## Texto:

Para empezar, Scheherezade no es una persona, sino un superyate de lujo de 140 metros. Además, funcionarios estadounidenses afirman que es probable que su verdadero dueño, a través de una neblina de intermediarios, sea el presidente ruso, Vladimir Putin.
Los decomisos policiacos de enormes yates de lujo en puertos europeos se han convertido en el símbolo más visible del esfuerzo de Occidente por aplicar medidas contra Putin y su círculo cercano en respuesta a la invasión rusa de Ucrania.
No obstante, también son una evidencia muy visible de la corrupción de la clase gobernante rusa. El Scheherezade tiene la herrería de baño chapada en oro, helipuerto y una pista de baile que se convierte en piscina (lo que plantea la pregunta inesperada de si Putin es un fanático de la película clásica “Qué bello es vivir”). No hace falta decir que todo está muy lejos del alcance de un salario gubernamental.
Por lo que la embarcación reluciente es un recordatorio concreto muy útil de lo que los expertos en Rusia han señalado por años: que es imposible entender el régimen de Putin sin comprender la corrupción que por turnos lo ha creado, alimentado, moldeado y restringido. Y que eso podría, algún día, probar ser lo que acabe con él.

## Contenido del conjunto:
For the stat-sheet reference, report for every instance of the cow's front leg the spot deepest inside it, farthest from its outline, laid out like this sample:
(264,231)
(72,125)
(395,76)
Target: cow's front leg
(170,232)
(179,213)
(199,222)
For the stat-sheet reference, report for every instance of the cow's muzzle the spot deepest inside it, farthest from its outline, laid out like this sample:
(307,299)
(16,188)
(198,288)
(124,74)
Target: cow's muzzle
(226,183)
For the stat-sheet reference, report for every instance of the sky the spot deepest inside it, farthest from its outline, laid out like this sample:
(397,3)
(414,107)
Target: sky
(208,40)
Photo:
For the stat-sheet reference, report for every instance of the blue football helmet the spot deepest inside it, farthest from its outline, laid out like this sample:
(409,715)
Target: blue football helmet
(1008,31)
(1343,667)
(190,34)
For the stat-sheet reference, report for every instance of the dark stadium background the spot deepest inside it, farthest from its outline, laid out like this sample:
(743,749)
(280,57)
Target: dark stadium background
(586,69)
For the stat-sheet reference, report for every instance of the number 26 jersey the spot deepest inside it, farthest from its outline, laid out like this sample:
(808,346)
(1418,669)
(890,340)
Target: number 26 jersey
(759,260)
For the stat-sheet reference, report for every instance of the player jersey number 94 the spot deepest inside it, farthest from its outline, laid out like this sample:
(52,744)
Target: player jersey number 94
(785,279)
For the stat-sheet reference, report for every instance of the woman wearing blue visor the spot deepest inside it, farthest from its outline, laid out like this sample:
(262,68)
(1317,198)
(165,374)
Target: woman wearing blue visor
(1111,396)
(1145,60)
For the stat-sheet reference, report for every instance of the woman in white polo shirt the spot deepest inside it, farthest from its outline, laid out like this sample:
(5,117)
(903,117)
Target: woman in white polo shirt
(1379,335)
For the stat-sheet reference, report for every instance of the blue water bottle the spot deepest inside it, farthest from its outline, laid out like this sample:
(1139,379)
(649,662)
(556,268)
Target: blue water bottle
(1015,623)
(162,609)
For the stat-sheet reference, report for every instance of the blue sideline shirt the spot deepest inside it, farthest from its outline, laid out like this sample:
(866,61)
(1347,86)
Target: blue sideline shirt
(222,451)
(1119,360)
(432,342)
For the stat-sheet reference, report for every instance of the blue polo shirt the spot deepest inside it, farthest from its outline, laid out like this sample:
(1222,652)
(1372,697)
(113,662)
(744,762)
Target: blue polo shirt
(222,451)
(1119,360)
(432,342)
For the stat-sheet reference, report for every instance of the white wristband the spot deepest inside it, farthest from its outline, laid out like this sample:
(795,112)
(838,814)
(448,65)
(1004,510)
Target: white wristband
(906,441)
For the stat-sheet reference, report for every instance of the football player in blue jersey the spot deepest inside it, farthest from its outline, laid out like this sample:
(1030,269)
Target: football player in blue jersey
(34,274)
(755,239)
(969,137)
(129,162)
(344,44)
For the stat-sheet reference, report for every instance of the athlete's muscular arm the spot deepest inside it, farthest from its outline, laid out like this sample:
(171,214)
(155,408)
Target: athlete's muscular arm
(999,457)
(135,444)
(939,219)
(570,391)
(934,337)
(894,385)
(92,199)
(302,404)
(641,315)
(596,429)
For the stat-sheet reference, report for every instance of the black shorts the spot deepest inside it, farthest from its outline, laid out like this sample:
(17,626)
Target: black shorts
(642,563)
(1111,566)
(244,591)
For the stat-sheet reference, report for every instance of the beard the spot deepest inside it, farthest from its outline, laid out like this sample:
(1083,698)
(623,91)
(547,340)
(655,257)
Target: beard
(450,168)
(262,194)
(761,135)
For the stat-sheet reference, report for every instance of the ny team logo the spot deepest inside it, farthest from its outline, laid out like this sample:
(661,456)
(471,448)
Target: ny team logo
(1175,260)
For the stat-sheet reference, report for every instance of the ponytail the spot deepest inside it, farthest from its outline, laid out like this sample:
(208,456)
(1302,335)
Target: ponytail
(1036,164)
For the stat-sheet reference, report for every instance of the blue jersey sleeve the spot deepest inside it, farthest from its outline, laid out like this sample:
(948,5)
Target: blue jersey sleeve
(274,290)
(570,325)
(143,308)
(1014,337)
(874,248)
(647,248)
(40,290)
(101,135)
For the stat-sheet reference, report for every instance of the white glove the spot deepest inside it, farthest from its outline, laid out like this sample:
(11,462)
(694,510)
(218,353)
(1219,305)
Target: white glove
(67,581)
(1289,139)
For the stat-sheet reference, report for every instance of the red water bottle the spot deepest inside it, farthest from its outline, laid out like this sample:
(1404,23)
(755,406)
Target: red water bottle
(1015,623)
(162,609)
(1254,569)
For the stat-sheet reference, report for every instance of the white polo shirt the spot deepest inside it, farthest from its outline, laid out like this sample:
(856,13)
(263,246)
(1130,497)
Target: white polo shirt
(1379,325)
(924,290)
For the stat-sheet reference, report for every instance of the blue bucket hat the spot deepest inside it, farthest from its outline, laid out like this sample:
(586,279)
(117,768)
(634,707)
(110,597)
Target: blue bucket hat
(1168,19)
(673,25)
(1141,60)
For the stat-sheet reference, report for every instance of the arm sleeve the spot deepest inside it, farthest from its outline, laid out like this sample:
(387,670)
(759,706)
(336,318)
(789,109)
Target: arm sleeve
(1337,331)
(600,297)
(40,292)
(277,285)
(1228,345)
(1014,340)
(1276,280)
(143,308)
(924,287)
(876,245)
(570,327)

## Completa lo siguiente:
A. Identifica todas las líneas de las filas que contengan la cadena "helmet", teniendo en cuenta mayúsculas y minúsculas.
B. Redacta la continuación del texto sobre el superyate Scheherezade y la corrupción del régimen de Putin a partir de su última oración.

## Respuestas:
A.
For the stat-sheet reference, report for every instance of the blue football helmet the spot deepest inside it, farthest from its outline, laid out like this sample:
Target: blue football helmet

B.
Precisar los detalles de esa corrupción sería la labor de una vida. Sin embargo, dos ideas simples pueden ayudarte a comprender el panorama. La primera se trata de corrupción sistémica donde sea que ocurra: no es principalmente un problema de inmoralidad individual, sino una trampa de acción colectiva. La segunda tiene que ver con Rusia: se quedó estancada en esa trampa como resultado de su fallida y finalmente incompleta transición a la democracia en la década de los noventa.
Un problema de acción colectiva
Solemos pensar en la corrupción como un fallo de moralidad, cuando una persona codiciosa decide beneficiarse desviando recursos públicos para la ganancia personal. Sin embargo, aunque eso no es exactamente falso, no aborda lo más importante: que la corrupción es una actividad grupal. Necesitas a quienes den y reciban sobornos, a quienes desvíen recursos y revendan los recursos, a quienes miren hacia otro lado y a quienes exijan una parte a los que reciben.
Cuando ese tipo de comportamiento de red de corrupción se vuelve extenso, crea su propio sistema paralelo de recompensas… y castigos.
“Lo que es diferente con la corrupción sistémica es que es el comportamiento esperado”, comentó Anna Persson, una politóloga de la Universidad de Gotemburgo, en Suecia, que estudia la corrupción. “Estas expectativas hacen que sea muy difícil que los individuos se opongan, de verdad, a la corrupción, porque resistirse a ese tipo de sistema es muy costoso de muchas maneras”.
Aquellos que se rehusan a participar en la economía paralela de favores y sobornos son ignorados para ascensos, eliminados de los beneficios y detenidos en el camino al poder. Mientras tanto, quienes tienen habilidades para la corrupción suben en la jerarquía, ganan mayor autoridad, más recursos para distribuir a los secuaces y más capacidad para castigar a cualquiera que represente una amenaza para ellos. El resultado es un sistema en el que el poder y la riqueza se acumulan para aquellos dispuestos a jugar el juego de la corrupción y, aquellos que no, son olvidados en el camino.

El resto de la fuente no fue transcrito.